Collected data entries
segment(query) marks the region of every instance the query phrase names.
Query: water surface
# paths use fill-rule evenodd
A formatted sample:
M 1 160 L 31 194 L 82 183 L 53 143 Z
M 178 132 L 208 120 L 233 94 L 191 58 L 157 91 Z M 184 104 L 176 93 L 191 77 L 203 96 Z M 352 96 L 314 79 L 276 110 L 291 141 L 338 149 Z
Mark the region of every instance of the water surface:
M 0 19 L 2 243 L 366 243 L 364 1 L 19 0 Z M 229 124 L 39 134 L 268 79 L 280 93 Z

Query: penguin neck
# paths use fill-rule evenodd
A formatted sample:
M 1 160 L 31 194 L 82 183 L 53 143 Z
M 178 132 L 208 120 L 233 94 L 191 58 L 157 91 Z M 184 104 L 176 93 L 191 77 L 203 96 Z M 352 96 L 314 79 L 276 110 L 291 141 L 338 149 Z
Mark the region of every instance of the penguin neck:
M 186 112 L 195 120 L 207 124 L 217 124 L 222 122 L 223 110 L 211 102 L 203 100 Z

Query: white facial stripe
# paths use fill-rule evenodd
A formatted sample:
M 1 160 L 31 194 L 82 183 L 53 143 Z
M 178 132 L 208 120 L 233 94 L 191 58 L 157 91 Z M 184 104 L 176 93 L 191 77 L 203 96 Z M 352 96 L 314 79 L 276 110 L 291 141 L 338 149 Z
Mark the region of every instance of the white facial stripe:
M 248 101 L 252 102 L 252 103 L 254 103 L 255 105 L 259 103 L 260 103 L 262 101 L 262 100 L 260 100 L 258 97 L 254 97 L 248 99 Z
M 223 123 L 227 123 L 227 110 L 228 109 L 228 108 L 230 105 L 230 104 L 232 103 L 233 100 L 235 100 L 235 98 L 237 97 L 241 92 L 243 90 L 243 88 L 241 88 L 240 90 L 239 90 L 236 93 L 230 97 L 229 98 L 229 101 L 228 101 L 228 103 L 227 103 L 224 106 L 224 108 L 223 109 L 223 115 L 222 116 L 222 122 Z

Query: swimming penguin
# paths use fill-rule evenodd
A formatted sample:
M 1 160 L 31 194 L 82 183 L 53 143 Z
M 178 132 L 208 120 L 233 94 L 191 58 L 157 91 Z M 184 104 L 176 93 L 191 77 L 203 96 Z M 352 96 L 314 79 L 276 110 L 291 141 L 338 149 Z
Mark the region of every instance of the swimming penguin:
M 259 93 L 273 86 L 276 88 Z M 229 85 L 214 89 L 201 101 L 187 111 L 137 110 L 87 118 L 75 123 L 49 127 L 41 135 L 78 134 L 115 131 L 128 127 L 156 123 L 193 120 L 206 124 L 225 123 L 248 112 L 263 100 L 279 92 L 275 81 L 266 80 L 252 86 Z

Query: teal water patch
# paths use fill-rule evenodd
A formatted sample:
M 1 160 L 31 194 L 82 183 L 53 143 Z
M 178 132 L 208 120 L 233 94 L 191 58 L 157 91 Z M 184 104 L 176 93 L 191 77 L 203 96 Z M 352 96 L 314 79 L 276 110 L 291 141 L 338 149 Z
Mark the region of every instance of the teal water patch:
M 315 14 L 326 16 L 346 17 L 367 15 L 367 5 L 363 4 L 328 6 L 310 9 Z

[Task directions]:
Can you output all of the entries above again, word for word and without any changes?

[Response]:
segment(query) marks the region of every instance the query phrase names.
Query: water surface
# paths use fill-rule evenodd
A formatted sample:
M 1 160 L 31 194 L 82 183 L 53 143 Z
M 178 132 L 208 120 L 233 94 L 191 58 L 157 91 Z M 184 104 L 176 93 L 191 77 L 203 96 Z M 352 96 L 314 79 L 276 110 L 291 141 L 338 149 Z
Mark the region of every instance of the water surface:
M 0 19 L 2 243 L 366 243 L 364 1 L 19 0 Z M 229 124 L 39 134 L 268 79 L 280 93 Z

Query: penguin neck
# paths use fill-rule evenodd
A formatted sample:
M 1 160 L 31 194 L 82 183 L 53 143 Z
M 178 132 L 208 120 L 233 94 L 191 58 L 157 91 Z M 184 104 L 176 93 L 191 77 L 203 96 Z M 352 96 L 314 79 L 276 110 L 291 141 L 338 149 Z
Mark the region of every instance of the penguin neck:
M 186 112 L 195 120 L 207 124 L 217 124 L 222 122 L 223 110 L 211 102 L 203 100 Z

Query: white facial stripe
# paths use fill-rule evenodd
A formatted sample:
M 1 160 L 31 194 L 82 183 L 53 143 Z
M 178 132 L 208 120 L 233 94 L 191 58 L 157 91 Z M 184 104 L 176 93 L 191 77 L 203 96 Z M 352 96 L 314 79 L 276 110 L 291 141 L 338 149 Z
Mark the region of every instance of the white facial stripe:
M 248 101 L 252 102 L 252 103 L 254 103 L 255 105 L 259 103 L 260 103 L 262 101 L 262 100 L 260 100 L 258 97 L 254 97 L 248 99 Z
M 223 123 L 227 123 L 227 110 L 228 109 L 228 108 L 230 105 L 230 104 L 232 103 L 233 100 L 235 100 L 235 98 L 237 97 L 241 92 L 243 90 L 243 88 L 241 88 L 240 90 L 239 90 L 236 93 L 230 97 L 229 98 L 229 101 L 228 101 L 228 103 L 227 103 L 224 106 L 224 108 L 223 109 L 223 115 L 222 116 L 222 122 Z

Query: swimming penguin
# paths use fill-rule evenodd
A formatted sample:
M 1 160 L 31 194 L 82 183 L 53 143 Z
M 178 132 L 208 120 L 233 94 L 191 58 L 157 91 Z M 184 104 L 176 93 L 191 77 L 203 96 Z M 352 96 L 314 79 L 276 110 L 291 141 L 338 149 Z
Mark the region of every instance of the swimming penguin:
M 259 93 L 273 86 L 276 88 Z M 229 85 L 214 89 L 201 101 L 187 111 L 137 110 L 87 118 L 75 123 L 49 127 L 41 135 L 78 134 L 115 131 L 128 127 L 156 123 L 193 120 L 206 124 L 225 123 L 248 112 L 263 100 L 279 92 L 275 81 L 266 80 L 252 86 Z

Query: teal water patch
# paths use fill-rule evenodd
A formatted sample:
M 1 160 L 31 194 L 82 183 L 53 143 Z
M 178 132 L 208 120 L 233 94 L 191 58 L 157 91 Z M 184 104 L 176 93 L 191 77 L 203 96 Z M 352 96 L 314 79 L 276 110 L 291 141 L 338 149 Z
Mark the region of every instance of the teal water patch:
M 315 14 L 326 16 L 346 17 L 367 15 L 367 5 L 363 4 L 328 6 L 310 9 Z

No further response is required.